-- Reading passage --

Scientific classification
- Kingdom: Animalia
- Phylum: Chordata
- Class: Actinopterygii
- Order: Gobiiformes
- Family: Oxudercidae
- Subfamily: Gobionellinae
- Genus: Lepidogobius T. N. Gill, 1859
- Species: L. lepidus
- Binomial name: Lepidogobius lepidus (Girard, 1858)
- Synonyms: Gobius lepidus Girard, 1858;

= Bay goby =

- Genus: Lepidogobius
- Species: lepidus
- Authority: (Girard, 1858)
- Conservation status: LC
- Synonyms: Gobius lepidus Girard, 1858
- Parent authority: T. N. Gill, 1859

Species of fish

Lepidogobius lepidus, the bay goby or finescale goby, is a noticeably resilient and adaptable species of goby, native to the Pacific coast of North America from British Columbia, Canada to Baja California, Mexico where it can be found on muddy substrates from the intertidal zone to about 200 m. This species grows to a length of 10 cm TL. This species is the only extant member of its genus. They can flourish in various kinds of habitats, including brackish waters that have fluctuating salinities. The bay goby has a flattened body, and a distinctive head shape which allows it to seamlessly blend into its surroundings. They appear to be light brown to tan in colour with dark spots or markings on its body. This type of goby fish also possesses a fused fin that forms a disc-like suction which aids in their ability to cling to surfaces and not get swept away by currents. These little fish play a crucial role in the food web of their ecosystems (biocontrol agents) as they are both predators of small crustaceans (feed on small invertebrates) and prey for large fish.

Bay goby are relatively resilient and exhibit remarkable adaptability, resulting in its status as "Least Concern" on the list of endangered species. Regardless, climate change, coastal development and pollution, serve as a threat like many marine species.

-- Record excerpts --
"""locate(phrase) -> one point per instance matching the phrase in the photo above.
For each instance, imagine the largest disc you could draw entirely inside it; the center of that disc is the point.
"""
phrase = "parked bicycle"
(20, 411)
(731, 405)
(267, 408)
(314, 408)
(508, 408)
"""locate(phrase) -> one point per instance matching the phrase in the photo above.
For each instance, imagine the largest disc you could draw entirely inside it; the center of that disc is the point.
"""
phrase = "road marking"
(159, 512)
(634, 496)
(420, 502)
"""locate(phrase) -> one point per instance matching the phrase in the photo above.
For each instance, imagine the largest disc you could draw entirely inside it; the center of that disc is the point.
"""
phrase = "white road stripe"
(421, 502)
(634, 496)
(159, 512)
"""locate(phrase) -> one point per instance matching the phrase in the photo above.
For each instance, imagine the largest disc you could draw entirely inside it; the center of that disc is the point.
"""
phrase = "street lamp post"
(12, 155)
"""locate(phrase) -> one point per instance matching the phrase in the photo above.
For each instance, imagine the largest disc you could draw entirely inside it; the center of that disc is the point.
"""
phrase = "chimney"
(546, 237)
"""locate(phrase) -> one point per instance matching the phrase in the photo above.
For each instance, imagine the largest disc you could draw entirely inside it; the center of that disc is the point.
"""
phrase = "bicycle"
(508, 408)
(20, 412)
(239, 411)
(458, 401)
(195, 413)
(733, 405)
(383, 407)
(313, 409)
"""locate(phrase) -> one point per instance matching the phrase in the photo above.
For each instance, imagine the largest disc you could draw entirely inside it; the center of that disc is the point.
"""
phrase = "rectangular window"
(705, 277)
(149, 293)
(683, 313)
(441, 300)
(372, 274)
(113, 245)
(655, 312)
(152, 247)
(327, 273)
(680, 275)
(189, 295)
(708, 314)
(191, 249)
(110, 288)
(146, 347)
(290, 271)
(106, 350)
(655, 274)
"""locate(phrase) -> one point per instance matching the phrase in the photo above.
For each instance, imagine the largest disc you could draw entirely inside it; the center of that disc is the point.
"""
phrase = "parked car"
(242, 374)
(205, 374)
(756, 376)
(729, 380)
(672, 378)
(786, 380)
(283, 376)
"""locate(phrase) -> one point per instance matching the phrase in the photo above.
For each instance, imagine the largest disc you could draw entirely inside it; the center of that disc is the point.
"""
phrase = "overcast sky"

-- Exercise requirements --
**1.** Copy everything in the bay goby text from "Scientific classification" down to "lepidus (Girard, 1858)", renaming "Actinopterygii" to "Ray-finned fishes" wherever it occurs.
**2.** Write what comes next in the bay goby text, picking up after its final sentence.

-- Responses --
**1.**
Scientific classification
- Kingdom: Animalia
- Phylum: Chordata
- Class: Ray-finned fishes
- Order: Gobiiformes
- Family: Oxudercidae
- Subfamily: Gobionellinae
- Genus: Lepidogobius T. N. Gill, 1859
- Species: L. lepidus
- Binomial name: Lepidogobius lepidus (Girard, 1858)

**2.**
Members of this genus have been found in Pleistocene deposits.

== Taxonomy ==
Lepidogobius lepidus has been derived from the Greek word "lepido" meaning "scale", referring to the fish's smooth and slender body, while the epithet "lepidus" is Latin for "smooth" or "fine", referring to its streamlined shape which helps them with rapid movements through water.

== Mating practices ==
Male bay gobies engage in vibrant colour changes and intricate movements to attract females. Once courtship is successful, the female bay goby lays its eggs in small crevices or among vegetation. The male then fertilizes the eggs and displays protective behaviour by guarding them until they hatch.

== Social behaviour ==
Bay gobies generally enjoy solitude but can be in small groups especially in areas rich food sources. They are rather territorial beings and are often found defending their chosen spots from outsiders, more specifically during the foraging period. Their social behaviours are further highlighted during the mating period when they are trying to appeal to the female bay gobies.